[Passage shown]
┌────────

On this 75th anniversary of the German invasion of the
Soviet Union the Russians will once again remind the world that the Red Army
saved European civilisation as well as Russia from the Nazis
Seventy-five years ago Adolf Hitler launched the biggest and most destructive military campaign in history when three million German and allied troops invaded the Soviet Union along a 1,000-mile front.
Operation Barbarossa – the codename for the German invasion of Russia - was no ordinary military campaign: it was an ideological and racist war, a war of destruction and extermination that aimed to kill Jews, enslave the Slavic peoples and destroy communism. The result was a war in which 25 million Soviet citizens died, including a million Jews, executed by the SS in 1941-1942 – an action which became the template for the Nazi Holocaust of European Jewry. European Russia was devastated by the German invasion as 70,000 towns and villages were destroyed along with 98,000 collective farms, tens of thousands of factories and thousands of miles of roads and railways. During the war the USSR lost 15% of its population and 30% of its national wealth.
The attack on Russia was the climax of Hitler’s bid to
establish Germany as the dominant world power. That bid had begun with the
invasion of Poland in September 1939, followed by the German conquest of France
in June 1940. By 1941 the German war machine had conquered most of Europe as
country after country was invaded or forced to join Hitler’s Axis alliance.
In the west, only Britain, protected by the English
Channel and the strength of the Royal Navy and Air Force, remained defiant and
undefeated. In the east, the Soviet Union was the last remaining obstacle to
German domination of Europe.

└────────

Continue the passage above on the 1941 German invasion of the Soviet Union from the point where it stops.

[Raw records]
┌────────

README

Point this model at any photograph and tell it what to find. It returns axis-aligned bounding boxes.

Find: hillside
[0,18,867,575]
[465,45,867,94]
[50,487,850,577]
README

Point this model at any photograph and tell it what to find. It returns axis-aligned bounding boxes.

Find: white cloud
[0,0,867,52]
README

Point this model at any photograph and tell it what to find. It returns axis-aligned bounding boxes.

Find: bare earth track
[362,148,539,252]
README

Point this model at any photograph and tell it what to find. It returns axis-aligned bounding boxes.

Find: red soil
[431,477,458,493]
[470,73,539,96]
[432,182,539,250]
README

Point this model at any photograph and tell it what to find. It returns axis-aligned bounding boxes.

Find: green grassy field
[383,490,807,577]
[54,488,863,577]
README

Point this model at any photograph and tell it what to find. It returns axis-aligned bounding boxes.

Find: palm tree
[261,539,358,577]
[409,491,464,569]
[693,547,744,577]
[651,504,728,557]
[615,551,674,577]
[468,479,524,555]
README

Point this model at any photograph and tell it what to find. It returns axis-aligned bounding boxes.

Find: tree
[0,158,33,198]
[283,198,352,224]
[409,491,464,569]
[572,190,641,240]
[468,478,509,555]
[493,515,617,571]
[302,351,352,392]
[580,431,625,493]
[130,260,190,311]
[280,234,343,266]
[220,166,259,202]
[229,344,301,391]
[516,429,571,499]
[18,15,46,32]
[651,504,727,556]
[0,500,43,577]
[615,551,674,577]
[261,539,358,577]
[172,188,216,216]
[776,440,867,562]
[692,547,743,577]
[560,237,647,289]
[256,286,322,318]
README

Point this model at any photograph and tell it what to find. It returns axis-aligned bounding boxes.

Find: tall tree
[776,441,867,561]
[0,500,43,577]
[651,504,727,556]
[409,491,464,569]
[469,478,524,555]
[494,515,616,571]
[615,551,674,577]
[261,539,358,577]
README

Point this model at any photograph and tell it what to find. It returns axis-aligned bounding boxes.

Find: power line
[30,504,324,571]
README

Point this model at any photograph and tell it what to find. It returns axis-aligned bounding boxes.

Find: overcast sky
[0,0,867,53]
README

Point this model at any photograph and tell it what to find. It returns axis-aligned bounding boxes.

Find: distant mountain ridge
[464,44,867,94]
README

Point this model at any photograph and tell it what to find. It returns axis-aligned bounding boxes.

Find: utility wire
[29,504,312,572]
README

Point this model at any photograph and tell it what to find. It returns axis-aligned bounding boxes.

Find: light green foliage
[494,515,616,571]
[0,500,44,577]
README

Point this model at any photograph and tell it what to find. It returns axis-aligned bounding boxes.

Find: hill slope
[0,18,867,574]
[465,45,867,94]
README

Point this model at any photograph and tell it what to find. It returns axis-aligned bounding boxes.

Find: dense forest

└────────

[Exercise answer]
The Soviet dictator Joseph Stalin had concluded a
non-aggression pact with Hitler in August 1939, together with a secret spheres
of influence agreement dividing Poland and the Baltic States between Germany
and the Soviet Union. This deal began to unravel in summer 1940 following the
defeat of France and Soviet occupation of the Baltic States. In November 1940
Stalin sent his foreign minister, Vyacheslav Molotov, to Berlin to re-negotiate
the Nazi-Soviet pact. But Hitler’s offer of a junior partnership in a global
coalition against Britain and the United States was rejected by Stalin. Shortly
after the Berlin conference Hitler issued the directive for Operation
Barbarossa.
The aim of Barbarossa was to conquer Russia in the
course of a single Blitzkrieg campaign. Hitler and his generals thought that it
would take only a few months to destroy the Red Army, capture Leningrad and
Moscow and occupy the western half of the Soviet Union along a line from
Archangel to Astrakhan. “The world will hold its breath,” said Hitler as he
reassured his generals that all they had to do was kick the door in and the
whole rotten structure of the Soviet communist system would collapse.
These ideological prejudices against the Soviet system
were reinforced by German perceptions that the Red Army had performed badly in
the Winter War with Finland in 1939-1940.
The spur for that war was Finland’s refusal to concede
territory the Soviets considered vital to safeguard the security of Leningrad.
Moscow expected an easy victory, but the initial Soviet attack on Finland in
December 1939 went badly wrong and the Red Army lost tens of thousands of
troops. After the Red Army regrouped, a second offensive forced the Finns to
accept an unfavourable peace treaty in March 1940.
The German military concluded, wrongly, that the Red
Army would be a pushover for the Wehrmacht. What the Germans did not appreciate
was that after the Finnish war the Red Army undertook a far-reaching
examination of its performance. The result was a series of military reforms,
including reinstatement into the armed forces of thousands of “suspect”
officers who had been purged by Stalin in the 1930s. So when Hitler attacked
the Soviet Union he faced a more experienced and formidable military force than
he had imagined.
On the day the invasion began – June 22nd
1941 - Hitler claimed that it was a response to Russian actions and
provocations. Nazi propagandists depicted Operation Barbarossa as a pre-emptive
strike against an imminent Soviet attack on Germany. By invading Russia Germany
was said to be protecting Christian Europe from the Asiatic barbaric hordes in
the east.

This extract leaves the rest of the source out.